◆ EXCERPTED TEXT
#####

On 4th August 1914, exactly 100 years ago, Britain entered the First World War. After weeks of debate and political wrangling the war began, sweeping Europe into four years of, largely unforeseen, destruction that toppled monarchs and killed millions. The Imperial War Museum, established in 1917 as the guardian of the war memory, recently reopened after an extensive redevelopment project that included an overhaul of the First World War galleries in time for this very day, the centenary of that first moment at war.
I was hoping to tell you about them in this post, but unfortunately they were so busy that it was impossible to get in and it wasn’t clear that ticketed-entry was in operation (IWM – a sign would have been helpful!). So I’ll try again another day, but in the meantime I visited the art gallery, always the quietest place in the museum, which across two sections examines the ‘truth’ of war from the perspective of serving solider and official artists, juxtaposed against the ‘memory’ of the conflict which draws on work commissioned by the British War Memorial commemoration scheme. The decision to separate these two things is a good one and draws a clear distinction between the changing purpose of Great War art.

#####

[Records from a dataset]
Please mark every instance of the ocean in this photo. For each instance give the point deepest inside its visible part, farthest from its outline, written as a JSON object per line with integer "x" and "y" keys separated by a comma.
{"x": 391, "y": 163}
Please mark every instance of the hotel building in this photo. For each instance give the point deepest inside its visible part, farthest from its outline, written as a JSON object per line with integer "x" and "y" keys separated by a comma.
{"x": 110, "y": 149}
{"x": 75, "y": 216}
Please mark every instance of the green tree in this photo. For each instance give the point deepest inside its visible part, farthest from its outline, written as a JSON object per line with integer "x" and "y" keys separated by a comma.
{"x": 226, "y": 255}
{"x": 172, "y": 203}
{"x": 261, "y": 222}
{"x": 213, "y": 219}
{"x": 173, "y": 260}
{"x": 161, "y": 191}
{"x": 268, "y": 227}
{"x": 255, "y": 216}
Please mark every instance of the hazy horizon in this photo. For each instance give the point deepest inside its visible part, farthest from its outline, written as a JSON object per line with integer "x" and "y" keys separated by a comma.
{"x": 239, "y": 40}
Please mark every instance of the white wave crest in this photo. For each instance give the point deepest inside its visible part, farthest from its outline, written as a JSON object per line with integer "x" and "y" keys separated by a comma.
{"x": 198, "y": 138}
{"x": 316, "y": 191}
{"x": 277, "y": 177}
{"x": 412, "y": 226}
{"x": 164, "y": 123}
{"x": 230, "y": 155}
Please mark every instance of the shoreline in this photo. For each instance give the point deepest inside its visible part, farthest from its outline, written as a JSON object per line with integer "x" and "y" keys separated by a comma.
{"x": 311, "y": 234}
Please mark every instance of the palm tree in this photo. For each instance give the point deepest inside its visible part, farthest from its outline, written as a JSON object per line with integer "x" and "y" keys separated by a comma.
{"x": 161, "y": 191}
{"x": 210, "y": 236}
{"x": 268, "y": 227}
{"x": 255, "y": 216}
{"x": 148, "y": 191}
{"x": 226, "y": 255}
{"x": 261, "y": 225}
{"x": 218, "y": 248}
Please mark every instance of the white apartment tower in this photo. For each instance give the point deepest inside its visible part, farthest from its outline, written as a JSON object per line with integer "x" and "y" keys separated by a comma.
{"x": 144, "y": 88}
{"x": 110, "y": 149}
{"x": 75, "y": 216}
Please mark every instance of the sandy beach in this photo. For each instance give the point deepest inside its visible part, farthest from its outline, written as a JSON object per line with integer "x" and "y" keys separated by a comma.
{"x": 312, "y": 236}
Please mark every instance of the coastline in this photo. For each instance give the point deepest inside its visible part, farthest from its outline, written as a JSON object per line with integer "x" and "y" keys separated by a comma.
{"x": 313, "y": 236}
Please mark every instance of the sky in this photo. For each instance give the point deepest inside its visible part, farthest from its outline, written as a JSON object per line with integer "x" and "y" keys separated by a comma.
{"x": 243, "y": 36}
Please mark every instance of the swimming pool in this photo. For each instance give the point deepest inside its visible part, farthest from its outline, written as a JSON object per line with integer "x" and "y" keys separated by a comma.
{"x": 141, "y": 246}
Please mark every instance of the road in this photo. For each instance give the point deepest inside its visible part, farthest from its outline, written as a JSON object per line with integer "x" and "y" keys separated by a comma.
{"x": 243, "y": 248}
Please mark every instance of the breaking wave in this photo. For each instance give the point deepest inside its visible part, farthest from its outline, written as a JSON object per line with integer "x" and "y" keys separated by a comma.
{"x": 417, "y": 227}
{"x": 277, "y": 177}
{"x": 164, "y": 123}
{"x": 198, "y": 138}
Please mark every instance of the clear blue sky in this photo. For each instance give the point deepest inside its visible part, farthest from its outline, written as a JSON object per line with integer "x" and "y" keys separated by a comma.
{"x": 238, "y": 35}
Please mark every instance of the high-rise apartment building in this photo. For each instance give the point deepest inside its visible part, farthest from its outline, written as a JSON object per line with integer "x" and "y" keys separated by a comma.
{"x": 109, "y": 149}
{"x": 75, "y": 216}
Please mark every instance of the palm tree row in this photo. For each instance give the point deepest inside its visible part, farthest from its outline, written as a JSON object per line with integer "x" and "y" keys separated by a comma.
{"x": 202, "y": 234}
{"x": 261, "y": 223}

#####

◆ ASSIGNED TASK
Continue the text about the Imperial War Museum's First World War art gallery, starting after its last sentence.

◆ TASK ANSWER
‘Truth’ takes a number of war artists in turn and by looking at their attempt to convey a realistic picture of war, shows how their individual style developed as the years passed. Nevinson began the war as a volunteer ambulance driver and his famous La Mitrailleuse (recently seen at the National Portrait Gallery) is a beautiful example of the Futurist style, as is the bombing of Ypres – a dynamic depiction of buildings crumbling under barrage. But as the war progressed, and by then an official war artist, Nevinson’s figures became increasingly naturalistic, moving away from his original style and resulting in the controversial, but beautiful, Paths of Glory showing two dead soldiers face down against a mud and shiny barbed-wire landscape.
William Orpen, initially a society portrait painter, was similarly affected by the events he observed, painting almost ghoulish scenes of peasantry and soldiers, often washed in a sickly green, and deathly battlefield landscapes in pale white. These make for a stark contrast when displayed across from his stunning and fresh-looking portraits of Royal Flying Corps officers – some of the most beautiful in the collection. This part of the exhibition gives an interesting insight into how Orpen’s styles co-existed, almost as though two different people had painted them. There’s also work by John and his more famous brother Paul Nash in We are Making a New World whose sunlit battlescape just hints at opportunity as well as desolation.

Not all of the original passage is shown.